→ Input for this task
--------------------------------------------------

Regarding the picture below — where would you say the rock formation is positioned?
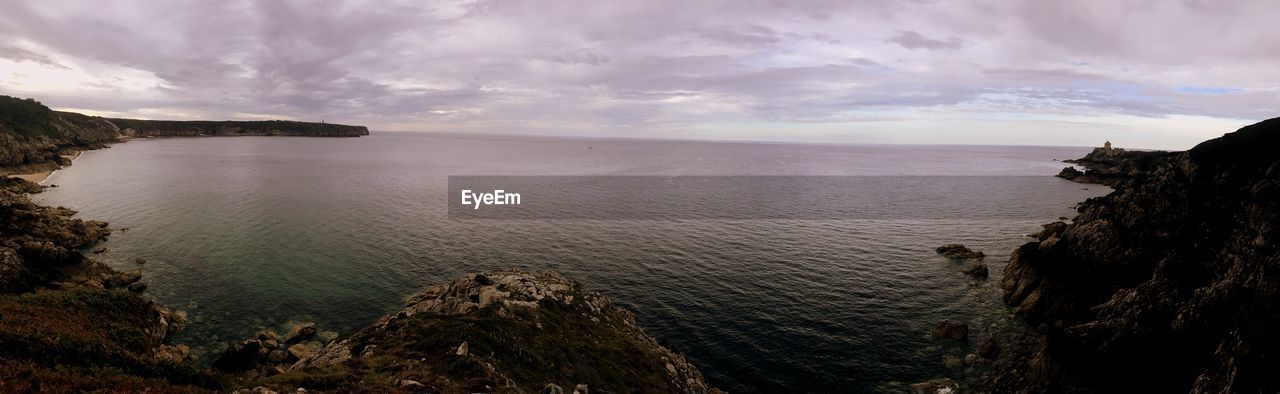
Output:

--------------------------------------------------

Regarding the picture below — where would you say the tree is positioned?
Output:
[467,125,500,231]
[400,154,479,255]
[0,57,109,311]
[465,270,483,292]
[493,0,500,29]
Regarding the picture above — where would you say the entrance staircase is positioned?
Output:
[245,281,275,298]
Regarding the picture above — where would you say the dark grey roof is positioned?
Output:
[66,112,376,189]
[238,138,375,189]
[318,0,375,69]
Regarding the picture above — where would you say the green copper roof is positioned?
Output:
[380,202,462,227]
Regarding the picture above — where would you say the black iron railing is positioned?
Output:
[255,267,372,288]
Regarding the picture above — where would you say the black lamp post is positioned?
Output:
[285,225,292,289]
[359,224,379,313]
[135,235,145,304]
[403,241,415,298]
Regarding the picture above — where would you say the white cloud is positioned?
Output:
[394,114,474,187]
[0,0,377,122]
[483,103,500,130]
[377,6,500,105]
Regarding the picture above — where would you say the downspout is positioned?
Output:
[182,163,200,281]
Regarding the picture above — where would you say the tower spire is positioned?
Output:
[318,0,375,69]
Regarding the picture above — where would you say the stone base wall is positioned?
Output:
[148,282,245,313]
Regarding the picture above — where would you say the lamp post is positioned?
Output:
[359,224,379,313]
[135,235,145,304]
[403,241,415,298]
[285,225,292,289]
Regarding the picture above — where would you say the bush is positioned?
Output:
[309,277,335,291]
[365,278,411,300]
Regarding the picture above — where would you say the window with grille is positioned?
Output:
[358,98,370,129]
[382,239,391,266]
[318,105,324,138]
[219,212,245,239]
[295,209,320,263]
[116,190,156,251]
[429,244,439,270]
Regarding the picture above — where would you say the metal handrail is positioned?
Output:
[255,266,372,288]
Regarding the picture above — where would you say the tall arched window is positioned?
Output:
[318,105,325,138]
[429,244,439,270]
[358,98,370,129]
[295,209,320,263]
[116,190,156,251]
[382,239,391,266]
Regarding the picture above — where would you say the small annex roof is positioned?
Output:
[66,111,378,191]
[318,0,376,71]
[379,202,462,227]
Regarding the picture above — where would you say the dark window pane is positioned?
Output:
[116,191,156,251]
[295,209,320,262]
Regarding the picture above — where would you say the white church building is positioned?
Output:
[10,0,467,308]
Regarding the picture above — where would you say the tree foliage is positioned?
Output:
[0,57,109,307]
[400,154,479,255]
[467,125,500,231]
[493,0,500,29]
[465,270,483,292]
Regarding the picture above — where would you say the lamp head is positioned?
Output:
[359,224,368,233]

--------------------------------------------------

→ Exercise task
Print the part of the records that begins with the line containing "Regarding the picture above — where would you say the bush" and ends with the line containing "[255,266,372,288]", keeping every line unchanged and including both end lines.

→ Final answer
Regarding the picture above — where would you say the bush is positioned?
Output:
[309,277,335,291]
[365,278,411,300]
Regarding the picture above — where would you say the window with grille is positioned?
Output:
[358,98,370,129]
[382,239,391,266]
[318,105,324,138]
[219,212,245,239]
[295,209,320,263]
[116,190,156,251]
[429,244,439,270]
Regarding the picture above — where would you say the metal handrail is positioned?
Output:
[255,266,372,288]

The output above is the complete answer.